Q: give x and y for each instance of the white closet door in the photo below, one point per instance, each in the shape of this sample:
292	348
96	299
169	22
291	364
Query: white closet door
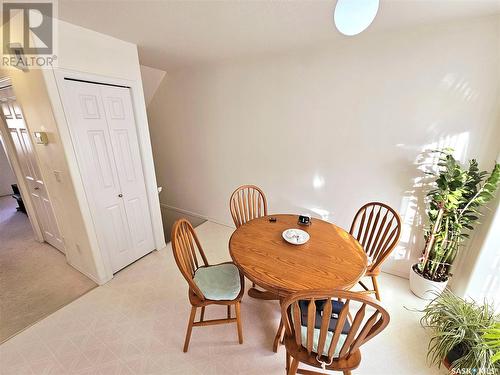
103	130
121	122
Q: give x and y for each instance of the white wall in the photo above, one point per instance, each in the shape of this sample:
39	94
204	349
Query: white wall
151	80
327	129
82	51
7	177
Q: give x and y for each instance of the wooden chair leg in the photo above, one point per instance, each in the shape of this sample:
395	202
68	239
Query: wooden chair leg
293	367
190	328
238	322
202	315
278	337
375	287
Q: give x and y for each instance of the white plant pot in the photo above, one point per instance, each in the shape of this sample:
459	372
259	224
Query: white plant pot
423	288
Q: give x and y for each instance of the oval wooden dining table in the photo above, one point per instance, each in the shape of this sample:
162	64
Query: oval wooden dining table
331	259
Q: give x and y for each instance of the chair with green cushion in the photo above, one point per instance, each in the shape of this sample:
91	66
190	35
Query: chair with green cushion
220	284
320	330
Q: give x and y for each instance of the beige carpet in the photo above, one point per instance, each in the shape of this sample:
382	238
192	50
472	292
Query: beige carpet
35	279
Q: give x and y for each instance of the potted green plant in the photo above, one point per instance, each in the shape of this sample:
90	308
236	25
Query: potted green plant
458	337
453	208
492	338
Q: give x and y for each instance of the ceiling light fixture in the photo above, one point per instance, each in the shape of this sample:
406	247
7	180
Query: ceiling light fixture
353	16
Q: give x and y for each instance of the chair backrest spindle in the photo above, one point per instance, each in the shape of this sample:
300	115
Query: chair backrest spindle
377	227
246	203
330	333
188	252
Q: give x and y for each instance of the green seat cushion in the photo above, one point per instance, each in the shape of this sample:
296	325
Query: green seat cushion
219	282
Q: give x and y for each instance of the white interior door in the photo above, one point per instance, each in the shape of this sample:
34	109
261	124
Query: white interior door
102	127
31	173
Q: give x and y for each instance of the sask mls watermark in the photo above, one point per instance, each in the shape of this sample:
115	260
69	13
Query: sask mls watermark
28	34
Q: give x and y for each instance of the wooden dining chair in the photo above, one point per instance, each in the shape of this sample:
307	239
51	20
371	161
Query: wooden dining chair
377	228
320	332
220	284
246	203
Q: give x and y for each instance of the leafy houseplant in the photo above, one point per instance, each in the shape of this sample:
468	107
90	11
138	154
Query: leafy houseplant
460	333
492	339
453	208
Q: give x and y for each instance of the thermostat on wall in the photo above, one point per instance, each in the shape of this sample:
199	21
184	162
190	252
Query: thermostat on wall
41	138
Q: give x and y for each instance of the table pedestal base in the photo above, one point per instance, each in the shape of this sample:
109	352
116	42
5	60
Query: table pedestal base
270	296
262	294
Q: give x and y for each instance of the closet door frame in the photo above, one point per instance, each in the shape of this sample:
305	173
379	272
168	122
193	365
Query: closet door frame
102	258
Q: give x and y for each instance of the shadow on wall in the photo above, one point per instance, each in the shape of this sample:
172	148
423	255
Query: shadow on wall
170	216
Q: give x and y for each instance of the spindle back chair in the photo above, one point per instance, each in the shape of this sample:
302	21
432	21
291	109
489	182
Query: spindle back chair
246	203
377	228
320	330
190	257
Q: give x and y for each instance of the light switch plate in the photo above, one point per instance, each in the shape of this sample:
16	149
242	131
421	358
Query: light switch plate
41	138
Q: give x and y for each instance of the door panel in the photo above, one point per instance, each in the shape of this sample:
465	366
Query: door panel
120	116
109	159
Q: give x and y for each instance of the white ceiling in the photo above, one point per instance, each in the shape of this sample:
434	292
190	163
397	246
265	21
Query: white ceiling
171	34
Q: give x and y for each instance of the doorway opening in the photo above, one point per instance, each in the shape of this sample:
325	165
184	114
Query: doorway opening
35	277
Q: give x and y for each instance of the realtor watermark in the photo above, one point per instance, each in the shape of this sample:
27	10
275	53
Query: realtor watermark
472	371
29	30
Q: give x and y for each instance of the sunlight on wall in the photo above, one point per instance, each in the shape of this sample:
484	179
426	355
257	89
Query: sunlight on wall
324	214
460	86
412	208
318	182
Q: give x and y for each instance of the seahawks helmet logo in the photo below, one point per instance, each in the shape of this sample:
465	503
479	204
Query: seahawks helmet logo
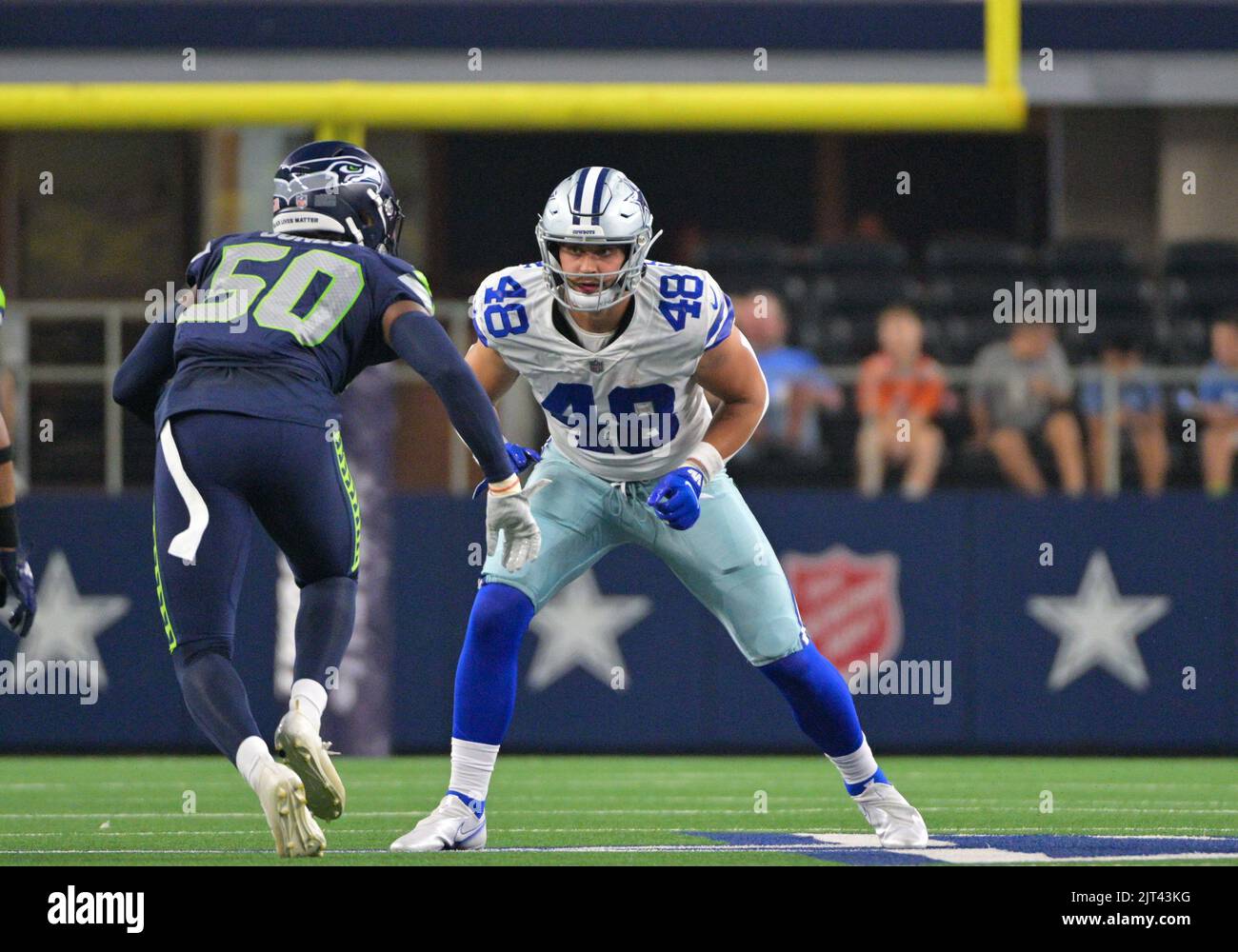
323	175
+---+
> _What you will do_
Skip the images and set down the rest of the data unchanged.

> _Response box_
Q: give x and y for each instance of the white closet door in the photo below, one point per instance, each in the shape of this sample:
292	348
96	299
169	22
291	364
Query: white closet door
103	130
121	122
Q: give x and y for each instance of the white wall in the photo above, one point per instance, each in the shape of this sample:
39	94
204	349
Query: white wall
151	80
327	129
82	51
7	177
Q: give x and y for each instance of the wooden chair leg in the photo above, one point per instance, each in the shape of this sample:
395	202
68	239
Query: wooden chair leg
293	367
190	328
238	322
202	315
278	337
375	287
Q: give x and y for each instance of the white plant pot in the photo above, one point per instance, each in the shape of this sample:
459	372
259	224
Query: white plant pot
423	288
Q: give x and y for each instance of the oval wooden dining table in the photo above, one point per instance, each in the shape of this sample:
162	64
Query: oval wooden dining table
331	259
Q: give x and y for each instance of the chair with green cushion in the photo above, one point per instance, each in the shape of this sample:
91	66
190	35
Query: chair with green cushion
220	284
320	330
Q: give x and y for each instance of the beige carpet in the photo above, one point per instance, each in the shape of this sample:
382	238
192	50
472	292
Query: beige carpet
35	279
Q: give x and y for each instance of the potted green plant in the photo above, one point per instance, each in the shape of this sample:
90	308
236	25
Query: potted green plant
458	337
453	208
492	338
Q: give x and y for each instance of the ceiling light fixture in the photo above, one point per instance, each in the shape of this sample:
406	247
7	180
Query: ceiling light fixture
353	16
Q: give x and y for each instance of the chair backrest spindle in the photo above, one point per instance, each in the shape of this sample:
300	115
Query: chair backrest spindle
377	227
246	203
330	333
188	252
Q: give x and y for each instance of the green seat cushion in the photo above, one point per instance, each in the shape of this sample:
296	325
Query: green seat cushion
219	282
Q: give x and y for each instance of the white interior door in the photo above, one point per instance, each in the shape of this sample:
34	109
261	124
Query: white interior door
102	127
31	173
Q: give x and y for each instance of the sask mls watermark in the photo above, one point per instance, each in the shape of this sample:
115	260
69	13
Query: sask mls watermark
28	34
Q: give x and y for each instance of the wooden dining chair in the photo above, one point per instance, each in the shape of this sample:
307	239
51	20
371	161
Query: wooden dining chair
377	228
320	332
220	284
246	203
Q: give x and y for each instance of the leafy houseplant in the photo above, one point per instance, each in the shape of this sample:
468	107
90	11
138	154
Query: leafy houseplant
460	333
492	339
453	208
Q: give x and y for each instance of the thermostat on wall in the photo above, one point per instance, each in the shape of this sample:
199	21
184	162
190	252
Query: thermostat on wall
41	138
Q: give x and y for each instance of the table pedestal base in the photo above, one point per instance, each in the shape of this sample:
109	352
116	42
5	60
Query: table pedestal base
270	296
262	294
Q: give x and y for each instance of the closet door frame in the photo above, one point per instance, each in the shape of this sample:
305	173
379	272
168	122
193	365
Query: closet door frame
102	258
Q: give x and y for each instance of the shadow on wall in the photo above, one point per instance, each in the shape of this sample:
172	148
423	255
Query: shadow on wall
170	216
Q: give x and y for each instance of the spindle back chair in the photo above, one point per instance, each in the shape of this sample:
302	21
432	21
291	109
489	182
Query: spindle back chair
246	203
377	228
320	330
190	257
Q: give x and y for each instance of the light switch plate in the photo above, one point per instance, each in the shape of this sample:
16	149
242	131
421	358
Query: light switch plate
41	138
Q: give x and y for each instance of the door panel in the photo above, one point per instance, each in the shape of this sample:
465	366
Query: door panel
120	116
109	159
Q: give x and y for each instance of the white ceiling in the photo above, one point per instance, each in the shape of this sample:
434	292
190	163
397	246
265	21
Query: white ceiling
171	34
Q: give x and y for each instance of the doorway opening in the photo above, one point per instance, each in the shape of this sample:
325	165
184	114
Query: doorway opening
35	277
Q: give x and y for each instance of the realtor watermark in the photo above, one point per instance, each in the shape of this sample:
27	10
275	53
Query: realtor watermark
472	371
29	30
Q: give x and y for each instance of the sunlight on wall in the photo above, one point per instance, each in the shape of this sample:
484	179
426	355
257	89
Query: sunlight on wall
324	214
460	86
412	208
318	182
Q: give x and y for each instance of the seahawks helmet logo in the photo below, one point per instance, each in the shape of this sample:
465	503
479	204
Query: seahawks helmet logo
323	175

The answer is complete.